Excerto do texto:
Avenida Álvaro Cunhal: Uma justa e merecida homenagem

A chuva que teimava em cair não demoveu centenas de pessoas de participarem na cerimônia de inauguração da Avenida, que foi ao mesmo tempo – e sobretudo – uma homenagem ao homem, ao revolucionário, ao intelectual e ao artista que lhe dava o nome.

Entre os presentes, muitos dos quais eram militantes comunistas de Lisboa ou dos concelhos vizinhos, alguns eram figuras de notoriedade pública: dirigentes do PCP [Partido Comunista Português], como Francisco Lopes ou José Capucho, ambos do Secretariado do Comité Central; o vereador comunista no município de Lisboa, Ruben de Carvalho; o candidato da CDU à presidência da Câmara Municipal, João Ferreira; a presidente da Assembleia Municipal Simonetta Luz Afonso e outros eleitos nesse órgão, bem como vários autarcas municipais e da freguesia do Lumiar.

Material apresentado:

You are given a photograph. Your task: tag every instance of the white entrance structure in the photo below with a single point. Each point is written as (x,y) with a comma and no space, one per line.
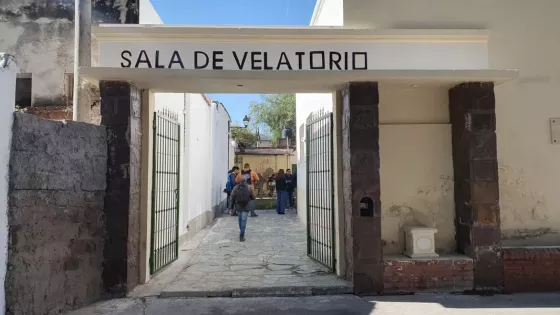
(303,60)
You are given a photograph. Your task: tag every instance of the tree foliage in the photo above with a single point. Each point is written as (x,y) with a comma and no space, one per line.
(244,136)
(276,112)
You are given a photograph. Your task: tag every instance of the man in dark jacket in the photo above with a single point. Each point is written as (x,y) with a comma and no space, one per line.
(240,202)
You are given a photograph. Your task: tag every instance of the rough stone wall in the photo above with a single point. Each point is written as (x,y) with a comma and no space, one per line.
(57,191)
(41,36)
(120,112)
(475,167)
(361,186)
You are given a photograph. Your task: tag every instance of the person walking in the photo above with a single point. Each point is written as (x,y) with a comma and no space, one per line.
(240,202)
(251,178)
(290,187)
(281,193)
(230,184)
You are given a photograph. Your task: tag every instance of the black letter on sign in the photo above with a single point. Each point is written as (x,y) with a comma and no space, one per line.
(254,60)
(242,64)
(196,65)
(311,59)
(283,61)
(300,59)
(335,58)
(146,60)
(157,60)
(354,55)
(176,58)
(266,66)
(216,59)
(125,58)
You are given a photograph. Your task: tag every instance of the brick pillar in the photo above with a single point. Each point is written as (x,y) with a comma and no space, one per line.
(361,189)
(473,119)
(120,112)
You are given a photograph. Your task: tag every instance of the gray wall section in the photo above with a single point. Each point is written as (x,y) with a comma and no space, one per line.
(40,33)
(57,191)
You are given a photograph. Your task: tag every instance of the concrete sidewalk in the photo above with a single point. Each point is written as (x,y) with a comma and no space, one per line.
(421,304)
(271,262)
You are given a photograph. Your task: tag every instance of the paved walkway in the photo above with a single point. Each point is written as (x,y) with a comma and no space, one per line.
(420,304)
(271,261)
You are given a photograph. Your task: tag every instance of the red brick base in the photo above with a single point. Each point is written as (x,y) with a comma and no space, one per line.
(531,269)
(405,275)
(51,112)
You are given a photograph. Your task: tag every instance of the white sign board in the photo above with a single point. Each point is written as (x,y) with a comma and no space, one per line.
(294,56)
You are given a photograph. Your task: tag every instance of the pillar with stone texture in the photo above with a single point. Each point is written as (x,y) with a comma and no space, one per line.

Instrução:
Prossiga o texto sobre a inauguração da Avenida Álvaro Cunhal a partir da última frase apresentada. A listagem provém de uma fonte distinta da do excerto.

Resposta esperada:
Depois de Jerónimo de Sousa e António Costa, acompanhados por Maria Eugénia Cunhal, descerrarem a placa com o nome da nova artéria e de uma primeira atuação da banda do Regimento dos Bombeiros Sapadores de Lisboa, passou-se aos discursos, com o Secretário-geral do PCP a destacar a justeza da decisão do município em se associar às comemorações do centenário do nascimento de Álvaro Cunhal, dando o seu nome a uma avenida da cidade (ver intervenção na íntegra nestas páginas). Já o edil lisboeta, António Costa, justificou a consagração do histórico dirigente comunista na toponímia da cidade com o cumprimento da responsabilidade institucional do município no fortalecimento da memória histórica comum dos lisboetas. Álvaro Cunhal, acrescentou, viveu e morreu em Lisboa e marcou fortemente a história portuguesa do século 21, sendo ainda hoje uma referência para muitos portugueses.
A cerimónia terminou na outra extremidade da avenida, junto a uma segunda placa toponímica, com a banda dos sapadores bombeiros a tocar, acompanhados por centenas de vozes comovidas, ‘A Internacional’ e ‘A Portuguesa’, expressões da luta que Álvaro Cunhal travou ao longo de toda a sua vida.

Intervenção de Jerónimo de Sousa: Um combatente vertical e coerente

Permitam-me que, em nome do meu Partido, saúde a decisão do Município de Lisboa de se associar às comemorações do centenário do nascimento de Álvaro Cunhal, dando o seu nome a esta avenida da cidade de Lisboa que agora se inaugura. Figura fascinante do nosso Portugal contemporâneo, Álvaro Cunhal foi um combatente pela liberdade, a democracia e uma referência na luta pelos valores da emancipação social e humana no nosso País e no mundo.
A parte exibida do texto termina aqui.